◆ **Data to process**
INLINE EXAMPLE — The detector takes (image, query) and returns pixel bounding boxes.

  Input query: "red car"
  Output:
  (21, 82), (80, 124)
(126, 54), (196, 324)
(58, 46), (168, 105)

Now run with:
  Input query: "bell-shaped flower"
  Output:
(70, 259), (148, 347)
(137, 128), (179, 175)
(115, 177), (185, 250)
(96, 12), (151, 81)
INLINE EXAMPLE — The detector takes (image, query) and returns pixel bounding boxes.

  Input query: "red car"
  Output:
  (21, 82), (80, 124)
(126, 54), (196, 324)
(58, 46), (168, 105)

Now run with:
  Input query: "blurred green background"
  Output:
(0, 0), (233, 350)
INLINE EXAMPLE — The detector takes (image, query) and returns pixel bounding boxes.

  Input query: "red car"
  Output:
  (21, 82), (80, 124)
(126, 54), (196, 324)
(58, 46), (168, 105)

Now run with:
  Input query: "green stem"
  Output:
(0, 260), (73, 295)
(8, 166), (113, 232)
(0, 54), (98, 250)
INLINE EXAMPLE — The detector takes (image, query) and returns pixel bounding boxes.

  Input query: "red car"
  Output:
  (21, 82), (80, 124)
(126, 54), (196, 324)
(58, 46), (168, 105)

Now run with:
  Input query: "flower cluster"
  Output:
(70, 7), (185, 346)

◆ **What you need to do**
Write out all the records above again, changing every "Input query" to "Search text" and leaving everything else the same.

◆ **Exercise solution**
INLINE EXAMPLE — The detector takes (image, query) and returns pixel bounding boxes.

  Search text: "red car"
  Output:
  (21, 82), (80, 124)
(126, 54), (196, 324)
(58, 46), (168, 105)

Now run with:
  Search text: "bell-shaped flower"
  Output:
(70, 259), (148, 347)
(137, 128), (179, 175)
(115, 177), (185, 250)
(96, 12), (151, 81)
INLINE EXAMPLE — The detector takes (image, query) and returns pixel bounding boxes.

  Search text: "red car"
  Output:
  (21, 82), (80, 124)
(126, 54), (196, 324)
(58, 46), (168, 105)

Now run with:
  Search text: "blurred green background"
  Output:
(0, 0), (233, 350)
INLINE EXAMPLE — The detector takes (image, query) and returns pixel bounding boxes.

  Search text: "red car"
  Output:
  (21, 82), (80, 124)
(126, 54), (196, 324)
(58, 46), (168, 105)

Now run with:
  Search text: "green stem"
  Output:
(0, 260), (73, 295)
(8, 166), (113, 232)
(0, 54), (98, 250)
INLINE EXAMPLE — The detector takes (image, query) and returns pixel bounding boxes.

  Search text: "red car"
  Output:
  (21, 82), (80, 124)
(126, 54), (196, 324)
(58, 46), (168, 105)

Now run with:
  Search text: "flower cluster"
  Output:
(70, 7), (185, 346)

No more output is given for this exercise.